▸ Activity: Please copy all of the records exactly, leaving nothing out.

BEGIN Available data

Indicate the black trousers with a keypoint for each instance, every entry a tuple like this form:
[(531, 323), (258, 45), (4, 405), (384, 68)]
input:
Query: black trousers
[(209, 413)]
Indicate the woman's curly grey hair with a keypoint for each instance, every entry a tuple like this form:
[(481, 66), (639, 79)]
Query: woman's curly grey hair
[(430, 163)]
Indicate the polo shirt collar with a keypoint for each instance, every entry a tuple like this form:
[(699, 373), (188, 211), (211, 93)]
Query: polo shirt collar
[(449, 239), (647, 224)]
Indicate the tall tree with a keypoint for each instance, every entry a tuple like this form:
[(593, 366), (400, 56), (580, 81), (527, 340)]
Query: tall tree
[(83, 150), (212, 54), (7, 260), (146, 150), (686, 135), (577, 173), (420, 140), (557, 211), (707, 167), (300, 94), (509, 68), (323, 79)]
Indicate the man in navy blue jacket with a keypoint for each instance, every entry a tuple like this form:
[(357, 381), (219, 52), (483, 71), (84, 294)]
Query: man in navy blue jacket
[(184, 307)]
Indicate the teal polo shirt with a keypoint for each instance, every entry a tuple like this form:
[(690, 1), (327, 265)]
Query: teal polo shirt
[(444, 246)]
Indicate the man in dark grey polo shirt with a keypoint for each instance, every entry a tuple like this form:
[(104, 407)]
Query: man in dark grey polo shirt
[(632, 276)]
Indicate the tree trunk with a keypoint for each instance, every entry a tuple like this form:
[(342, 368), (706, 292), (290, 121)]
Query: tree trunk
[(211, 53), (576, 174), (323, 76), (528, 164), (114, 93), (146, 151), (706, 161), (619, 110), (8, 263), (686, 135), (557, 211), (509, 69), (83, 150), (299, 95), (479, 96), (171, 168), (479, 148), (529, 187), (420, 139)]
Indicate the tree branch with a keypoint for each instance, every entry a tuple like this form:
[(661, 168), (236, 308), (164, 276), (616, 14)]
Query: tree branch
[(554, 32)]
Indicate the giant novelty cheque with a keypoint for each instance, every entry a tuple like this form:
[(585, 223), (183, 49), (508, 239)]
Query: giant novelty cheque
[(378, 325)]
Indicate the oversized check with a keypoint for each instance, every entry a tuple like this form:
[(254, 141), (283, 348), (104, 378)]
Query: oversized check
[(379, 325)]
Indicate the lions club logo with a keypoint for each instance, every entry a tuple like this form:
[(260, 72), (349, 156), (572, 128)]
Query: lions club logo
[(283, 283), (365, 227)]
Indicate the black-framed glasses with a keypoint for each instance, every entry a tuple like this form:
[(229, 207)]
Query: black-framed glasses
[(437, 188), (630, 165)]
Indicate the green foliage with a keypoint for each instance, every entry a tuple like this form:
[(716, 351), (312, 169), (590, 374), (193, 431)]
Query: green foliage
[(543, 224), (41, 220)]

END Available data

▸ Result of the exercise:
Indicate the black trousers with a keypoint for each instance, every entry a tuple like this form:
[(531, 323), (258, 45), (4, 405), (384, 68)]
input:
Query: black trousers
[(209, 413)]
Indicate the woman's curly grey hair with a keypoint for each instance, every entry a tuple like this form:
[(481, 66), (639, 79)]
Query: woman's curly grey hair
[(430, 163)]
Indicate the polo shirt collar with a keypoint for each instance, every entry a tuple like this form:
[(699, 373), (188, 211), (211, 93)]
Query: polo shirt collar
[(449, 239), (647, 224)]
Indicate the tall tree with a keypoint for each instance, every entry a tuple like this form:
[(593, 366), (400, 56), (580, 81), (527, 340)]
Query: tall tree
[(83, 150), (212, 54), (7, 260), (146, 150), (686, 135), (577, 173), (420, 140), (557, 211), (707, 167), (300, 94), (509, 68), (323, 79)]
Indicate the man in navy blue jacket with a keypoint for each instance, every entry a tuple like this form:
[(357, 381), (219, 52), (483, 71), (84, 294)]
Query: man in navy blue jacket
[(184, 307)]
Indicate the teal polo shirt with a keypoint for each instance, every entry a tuple like this form:
[(690, 1), (327, 265)]
Query: teal polo shirt
[(444, 246)]
Indicate the man in dark grey polo shirt with a keypoint for each instance, every entry a tuple like this form:
[(104, 407)]
Query: man in dark grey polo shirt
[(632, 276)]
Indicate the tree trunk with a keypoint for each instance, every entry a tuple like this form:
[(342, 368), (706, 292), (290, 121)]
Query: tree trunk
[(211, 53), (576, 174), (323, 76), (528, 164), (114, 93), (146, 151), (706, 161), (619, 110), (8, 263), (686, 135), (557, 211), (509, 69), (83, 150), (299, 95), (479, 96), (171, 168), (479, 148), (529, 187), (420, 139)]
Indicate the tree branch with a keypoint for each instance, every entry a tuple like this form:
[(661, 168), (236, 308), (164, 276), (616, 14)]
Query: tree branch
[(554, 32)]
Indicate the giant novelty cheque with a keypoint for each instance, every entry a tuple like this form:
[(585, 223), (183, 49), (508, 239)]
Query: giant novelty cheque
[(378, 325)]
Indicate the oversized check with a keypoint for each instance, every entry a tuple like this form:
[(254, 141), (283, 348), (104, 378)]
Query: oversized check
[(379, 325)]
Indicate the lions club logo with a keypoint for each instance, every entry a tuple like this form:
[(260, 72), (349, 156), (572, 128)]
Query: lions club logo
[(283, 283), (365, 227)]
Indicate the black-framed glasses with a keypoint for each instance, every entry a tuple like this form:
[(229, 207)]
Query: black-framed glasses
[(437, 188), (630, 165)]
Indicate the green foliage with a keypoint for each instance, every entry a tuple like this form:
[(716, 351), (312, 169), (590, 374), (193, 431)]
Query: green foliage
[(543, 224), (41, 220)]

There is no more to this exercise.